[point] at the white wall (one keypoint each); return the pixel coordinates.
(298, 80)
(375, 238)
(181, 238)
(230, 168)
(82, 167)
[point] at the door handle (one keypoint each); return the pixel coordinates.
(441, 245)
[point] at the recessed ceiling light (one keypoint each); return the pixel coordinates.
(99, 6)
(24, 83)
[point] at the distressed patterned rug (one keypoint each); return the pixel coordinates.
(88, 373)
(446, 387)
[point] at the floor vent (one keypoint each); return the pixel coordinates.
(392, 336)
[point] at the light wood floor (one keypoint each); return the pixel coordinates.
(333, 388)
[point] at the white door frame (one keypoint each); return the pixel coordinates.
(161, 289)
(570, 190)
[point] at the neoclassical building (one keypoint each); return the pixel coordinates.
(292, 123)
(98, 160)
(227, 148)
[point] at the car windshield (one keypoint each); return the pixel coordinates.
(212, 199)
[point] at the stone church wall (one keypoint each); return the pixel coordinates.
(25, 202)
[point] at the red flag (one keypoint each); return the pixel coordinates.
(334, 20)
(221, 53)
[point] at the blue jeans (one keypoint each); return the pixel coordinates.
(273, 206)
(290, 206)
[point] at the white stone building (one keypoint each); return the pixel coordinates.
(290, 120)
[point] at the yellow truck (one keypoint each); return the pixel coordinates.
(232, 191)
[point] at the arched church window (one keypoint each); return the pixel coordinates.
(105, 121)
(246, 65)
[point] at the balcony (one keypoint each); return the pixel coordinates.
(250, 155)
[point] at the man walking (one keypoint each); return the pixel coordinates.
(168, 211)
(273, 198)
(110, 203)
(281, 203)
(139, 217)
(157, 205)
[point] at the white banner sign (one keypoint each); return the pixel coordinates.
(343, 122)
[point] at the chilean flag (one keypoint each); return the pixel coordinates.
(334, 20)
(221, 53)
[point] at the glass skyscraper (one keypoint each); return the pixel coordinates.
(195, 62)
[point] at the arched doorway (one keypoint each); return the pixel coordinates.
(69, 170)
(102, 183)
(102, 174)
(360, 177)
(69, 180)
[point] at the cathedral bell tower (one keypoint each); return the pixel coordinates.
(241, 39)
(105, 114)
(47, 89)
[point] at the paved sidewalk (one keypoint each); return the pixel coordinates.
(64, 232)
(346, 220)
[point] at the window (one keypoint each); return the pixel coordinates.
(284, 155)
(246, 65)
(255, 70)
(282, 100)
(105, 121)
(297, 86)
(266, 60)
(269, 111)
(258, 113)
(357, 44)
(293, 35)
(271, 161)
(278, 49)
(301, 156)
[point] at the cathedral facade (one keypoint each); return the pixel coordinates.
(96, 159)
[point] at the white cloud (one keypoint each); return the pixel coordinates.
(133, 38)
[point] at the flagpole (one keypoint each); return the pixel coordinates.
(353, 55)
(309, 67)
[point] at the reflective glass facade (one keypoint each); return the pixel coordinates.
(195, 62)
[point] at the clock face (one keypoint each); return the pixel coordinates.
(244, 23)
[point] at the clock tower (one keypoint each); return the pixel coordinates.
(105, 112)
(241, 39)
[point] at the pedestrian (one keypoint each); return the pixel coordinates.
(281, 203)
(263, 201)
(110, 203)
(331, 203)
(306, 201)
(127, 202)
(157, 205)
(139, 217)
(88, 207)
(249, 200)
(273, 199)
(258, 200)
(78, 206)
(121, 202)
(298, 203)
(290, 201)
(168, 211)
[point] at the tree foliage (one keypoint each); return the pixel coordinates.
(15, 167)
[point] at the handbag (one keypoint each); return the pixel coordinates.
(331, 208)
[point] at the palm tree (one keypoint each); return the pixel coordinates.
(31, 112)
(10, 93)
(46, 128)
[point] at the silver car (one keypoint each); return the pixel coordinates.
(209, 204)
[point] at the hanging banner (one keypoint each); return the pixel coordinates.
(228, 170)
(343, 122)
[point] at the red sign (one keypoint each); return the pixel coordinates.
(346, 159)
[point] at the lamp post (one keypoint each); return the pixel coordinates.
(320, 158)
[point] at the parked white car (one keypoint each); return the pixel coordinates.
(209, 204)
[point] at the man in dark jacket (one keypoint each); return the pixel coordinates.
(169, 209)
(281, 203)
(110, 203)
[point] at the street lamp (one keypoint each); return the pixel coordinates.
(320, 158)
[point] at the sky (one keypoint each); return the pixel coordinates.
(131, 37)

### WHAT NEEDS TO BE DONE:
Each entry must be set down exactly as it appears.

### EXERCISE SOLUTION:
[point] at the white wall (one keypoint each); return the pixel coordinates.
(298, 80)
(375, 238)
(181, 238)
(230, 168)
(82, 167)
[point] at the door handle (one keypoint each); return the pixel coordinates.
(441, 245)
[point] at the recessed ceiling light (one keypoint each); return the pixel coordinates.
(99, 6)
(24, 83)
[point] at the distressed patterned rug (one keypoint each); return the pixel coordinates.
(88, 373)
(446, 387)
[point] at the floor vent (one keypoint each); return the pixel coordinates.
(392, 336)
[point] at the light wood floor (one keypoint each); return the pixel coordinates.
(333, 388)
[point] at the white door frame (one keypoint each); return the pixel coordinates.
(161, 289)
(570, 190)
[point] at the neoclassical building (one keypoint each); return the pixel coordinates.
(292, 123)
(98, 160)
(227, 148)
[point] at the car windshield (one keypoint each); return the pixel coordinates.
(212, 199)
[point] at the stone church wall (one keypoint each); return the pixel coordinates.
(25, 202)
[point] at the red flag (one keypoint each); return the pixel coordinates.
(334, 20)
(221, 53)
[point] at the blue jeans (one keypoint each); return the pixel coordinates.
(273, 206)
(290, 206)
[point] at the white stone building (one keypoint each); return the pixel coordinates.
(290, 120)
[point] at the yellow truck (one keypoint each); return the pixel coordinates.
(232, 191)
[point] at the arched church window (one keypoint each); return the pixel coordinates.
(105, 121)
(246, 65)
[point] at the balcony (one keypoint each); return the pixel coordinates.
(250, 155)
[point] at the man walking (one keypoint each); return the pixel coordinates.
(168, 211)
(273, 198)
(110, 203)
(281, 203)
(139, 217)
(157, 205)
[point] at the white banner sign (one keypoint each); return the pixel coordinates.
(343, 122)
[point] at the chilean flag (one keypoint each); return the pixel coordinates.
(334, 20)
(221, 53)
[point] at the glass skyscraper (one keypoint each); return the pixel coordinates.
(195, 62)
[point] at the arched doorway (one keypoint each); return the pixel coordinates.
(69, 170)
(102, 183)
(102, 174)
(360, 177)
(69, 180)
[point] at the cathedral bell tower (one keypoint each); return the pixel coordinates.
(241, 39)
(105, 114)
(47, 89)
[point] at the paved sidewalk (one keypoint each); return the pixel coordinates.
(64, 232)
(346, 220)
[point] at the window (one keypoint each); return the pixel coordinates.
(284, 155)
(246, 65)
(255, 70)
(282, 100)
(105, 121)
(297, 86)
(266, 60)
(269, 111)
(258, 113)
(357, 44)
(293, 35)
(271, 161)
(278, 49)
(301, 156)
[point] at the cathedral facade (one keypoint each); return the pixel coordinates.
(96, 159)
[point] at the white cloud (one keypoint each); return the pixel coordinates.
(133, 38)
[point] at the flagpole (one keypoint each); return the pixel coordinates.
(353, 55)
(309, 67)
[point] at the reflective glass facade (one keypoint each); return the pixel coordinates.
(195, 62)
[point] at the clock face (one keypoint each); return the pixel coordinates.
(244, 23)
[point] at the clock tower (one keypoint each); return the pixel coordinates.
(105, 112)
(241, 39)
[point] at the pedestrian (one keypoint each); return the pixel coordinates.
(281, 203)
(263, 201)
(110, 203)
(331, 203)
(306, 201)
(127, 202)
(157, 205)
(139, 217)
(88, 207)
(249, 200)
(273, 199)
(258, 200)
(78, 206)
(121, 202)
(298, 203)
(290, 201)
(168, 211)
[point] at the tree foliage (one keypoint each); return the pixel coordinates.
(15, 167)
[point] at the handbag (one keypoint each); return the pixel coordinates.
(331, 208)
[point] at the palm tree (one keypoint each); return the pixel coordinates.
(31, 112)
(10, 93)
(46, 128)
[point] at the silver car (one keypoint each); return the pixel coordinates.
(209, 204)
[point] at the hanging banner (one keypoint each); return the pixel coordinates.
(228, 170)
(343, 122)
[point] at the red sign (one keypoint each); return the pixel coordinates.
(346, 159)
[point] at the lamp post (one keypoint each); return the pixel coordinates.
(320, 158)
[point] at the parked white car (one keypoint each); return the pixel coordinates.
(209, 204)
[point] at the man in dark jacket (one keypoint each); return the pixel coordinates.
(169, 209)
(281, 203)
(110, 203)
[point] at the street lamp (one keypoint each); return the pixel coordinates.
(320, 158)
[point] at the sky (one keypoint each); return the pixel coordinates.
(131, 37)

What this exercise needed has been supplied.